# WRITTEN EXERCISE
Return exactly the span of lines that opens with the line containing "example: [693, 430]" and closes with the last line of the data, inclusive.

# PROVIDED ENTRIES
****************************************

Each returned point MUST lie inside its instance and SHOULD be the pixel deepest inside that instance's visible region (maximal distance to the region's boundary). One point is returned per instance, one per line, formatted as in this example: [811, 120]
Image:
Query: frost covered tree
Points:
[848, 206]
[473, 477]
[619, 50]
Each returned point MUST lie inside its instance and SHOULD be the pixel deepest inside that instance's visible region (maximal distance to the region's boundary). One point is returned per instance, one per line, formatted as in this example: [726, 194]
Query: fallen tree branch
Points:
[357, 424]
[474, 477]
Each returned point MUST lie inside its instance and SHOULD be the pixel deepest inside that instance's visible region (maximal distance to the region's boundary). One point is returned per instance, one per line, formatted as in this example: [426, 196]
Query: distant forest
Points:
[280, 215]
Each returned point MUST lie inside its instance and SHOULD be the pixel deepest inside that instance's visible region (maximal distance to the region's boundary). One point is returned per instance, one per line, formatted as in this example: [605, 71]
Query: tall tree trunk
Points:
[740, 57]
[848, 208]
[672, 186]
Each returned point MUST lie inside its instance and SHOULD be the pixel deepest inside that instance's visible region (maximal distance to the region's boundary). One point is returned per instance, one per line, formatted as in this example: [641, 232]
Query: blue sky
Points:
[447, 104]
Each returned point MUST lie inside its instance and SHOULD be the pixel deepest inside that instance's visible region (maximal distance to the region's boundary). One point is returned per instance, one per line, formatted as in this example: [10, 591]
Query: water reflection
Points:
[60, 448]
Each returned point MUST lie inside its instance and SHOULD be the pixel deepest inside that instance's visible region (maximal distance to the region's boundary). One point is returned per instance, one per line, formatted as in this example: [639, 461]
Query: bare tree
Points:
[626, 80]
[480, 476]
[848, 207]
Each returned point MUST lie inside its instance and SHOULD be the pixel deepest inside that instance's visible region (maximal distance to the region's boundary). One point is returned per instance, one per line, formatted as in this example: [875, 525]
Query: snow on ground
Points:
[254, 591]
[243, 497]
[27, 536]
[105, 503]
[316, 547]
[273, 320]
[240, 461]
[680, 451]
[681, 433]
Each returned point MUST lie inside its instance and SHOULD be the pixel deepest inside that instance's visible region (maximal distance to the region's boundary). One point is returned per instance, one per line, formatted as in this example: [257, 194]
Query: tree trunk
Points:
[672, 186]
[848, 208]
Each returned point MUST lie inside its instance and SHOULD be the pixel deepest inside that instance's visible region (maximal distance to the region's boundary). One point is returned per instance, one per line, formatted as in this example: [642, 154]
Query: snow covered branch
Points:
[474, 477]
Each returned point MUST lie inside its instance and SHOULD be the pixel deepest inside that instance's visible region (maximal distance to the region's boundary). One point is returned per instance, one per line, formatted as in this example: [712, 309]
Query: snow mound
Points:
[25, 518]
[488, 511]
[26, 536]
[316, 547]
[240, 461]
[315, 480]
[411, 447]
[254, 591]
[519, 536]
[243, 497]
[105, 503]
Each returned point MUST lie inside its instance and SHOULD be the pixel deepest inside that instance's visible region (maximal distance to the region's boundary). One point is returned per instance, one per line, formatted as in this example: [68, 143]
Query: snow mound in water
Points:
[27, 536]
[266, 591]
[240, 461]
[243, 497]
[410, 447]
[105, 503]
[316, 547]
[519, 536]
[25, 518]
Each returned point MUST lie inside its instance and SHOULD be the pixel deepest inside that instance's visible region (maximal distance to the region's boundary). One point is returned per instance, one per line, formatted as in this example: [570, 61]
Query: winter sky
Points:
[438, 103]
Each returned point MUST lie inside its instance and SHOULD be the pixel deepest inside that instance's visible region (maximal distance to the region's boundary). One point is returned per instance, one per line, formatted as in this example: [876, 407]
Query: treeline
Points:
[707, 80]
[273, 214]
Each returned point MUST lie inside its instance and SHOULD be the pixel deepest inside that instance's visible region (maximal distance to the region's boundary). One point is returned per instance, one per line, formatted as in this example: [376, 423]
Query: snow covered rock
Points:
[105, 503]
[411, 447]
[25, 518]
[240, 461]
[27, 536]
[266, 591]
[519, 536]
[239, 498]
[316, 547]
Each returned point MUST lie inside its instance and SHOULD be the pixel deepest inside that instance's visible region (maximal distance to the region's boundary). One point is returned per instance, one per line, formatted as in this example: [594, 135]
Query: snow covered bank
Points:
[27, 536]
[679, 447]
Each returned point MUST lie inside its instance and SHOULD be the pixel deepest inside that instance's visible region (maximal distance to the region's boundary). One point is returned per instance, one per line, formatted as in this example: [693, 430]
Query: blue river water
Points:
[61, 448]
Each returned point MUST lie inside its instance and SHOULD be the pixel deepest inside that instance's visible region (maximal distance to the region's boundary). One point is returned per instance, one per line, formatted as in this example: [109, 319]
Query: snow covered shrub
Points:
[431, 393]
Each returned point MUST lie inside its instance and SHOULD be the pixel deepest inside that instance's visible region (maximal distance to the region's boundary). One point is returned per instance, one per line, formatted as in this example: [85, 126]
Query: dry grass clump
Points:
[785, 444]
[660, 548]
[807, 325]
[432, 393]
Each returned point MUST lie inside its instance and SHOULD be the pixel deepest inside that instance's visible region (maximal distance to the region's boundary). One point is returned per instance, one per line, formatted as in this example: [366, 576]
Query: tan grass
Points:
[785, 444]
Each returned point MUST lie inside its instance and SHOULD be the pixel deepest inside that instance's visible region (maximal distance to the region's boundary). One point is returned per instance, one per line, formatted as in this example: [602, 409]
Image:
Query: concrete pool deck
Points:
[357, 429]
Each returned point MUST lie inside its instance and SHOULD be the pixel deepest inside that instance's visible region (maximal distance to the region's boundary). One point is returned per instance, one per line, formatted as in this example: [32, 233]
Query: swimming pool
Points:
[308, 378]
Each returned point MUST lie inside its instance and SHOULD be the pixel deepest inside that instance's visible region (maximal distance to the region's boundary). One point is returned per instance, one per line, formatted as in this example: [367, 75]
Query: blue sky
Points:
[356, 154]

****************************************

# FULL ANSWER
Each returned point MUST lie inside its instance and SHOULD be the pixel deepest inside that instance's visible region (maximal distance to the region's boundary). One point is returned per instance, one per line, formatted as in this example: [693, 430]
Query: blue river water
Points:
[61, 448]
Each returned point MUST lie inside its instance and SHOULD be the pixel deepest inside that instance's visible region (maximal distance to the region's boundary). One point is returned per instance, one per line, formatted as in this example: [109, 319]
Query: snow covered shrub
Points:
[431, 393]
Each returned point MUST lie inside its instance and SHOULD be the pixel deepest inside that instance's visible region (maximal distance to the region's boundary). One point is returned per instance, one per line, formatted as in this example: [85, 126]
Query: dry grass clump
Points:
[785, 444]
[660, 548]
[807, 325]
[432, 393]
Each returned point MUST lie inside its instance and SHOULD be the pixel deepest inside that instance's visible region (maximal distance to the region's boundary). One point is returned per instance, one per line, formatted as in this example: [366, 576]
Query: tan grass
Points:
[785, 444]
Each returned point MUST lie inside its instance and SHOULD be the pixel deepest inside that instance's visible region (maximal distance to the region's boundary). One point is returned per instance, one per line, formatted as in this example: [602, 409]
Image:
Query: concrete pool deck
Points:
[357, 429]
Each returned point MUST lie inside its instance and SHOULD be the pixel deepest inside that instance's visible region (maximal distance to the region's boundary). One point is returned per instance, one per line, formatted as in this example: [32, 233]
Query: swimming pool
Points:
[308, 378]
Each returned point MUST lie inside its instance and SHOULD be the pixel deepest inside that instance's visible region (maximal distance to the region's boundary). One point is returned per instance, one per line, formatted as in this example: [367, 75]
Query: blue sky
Points:
[356, 154]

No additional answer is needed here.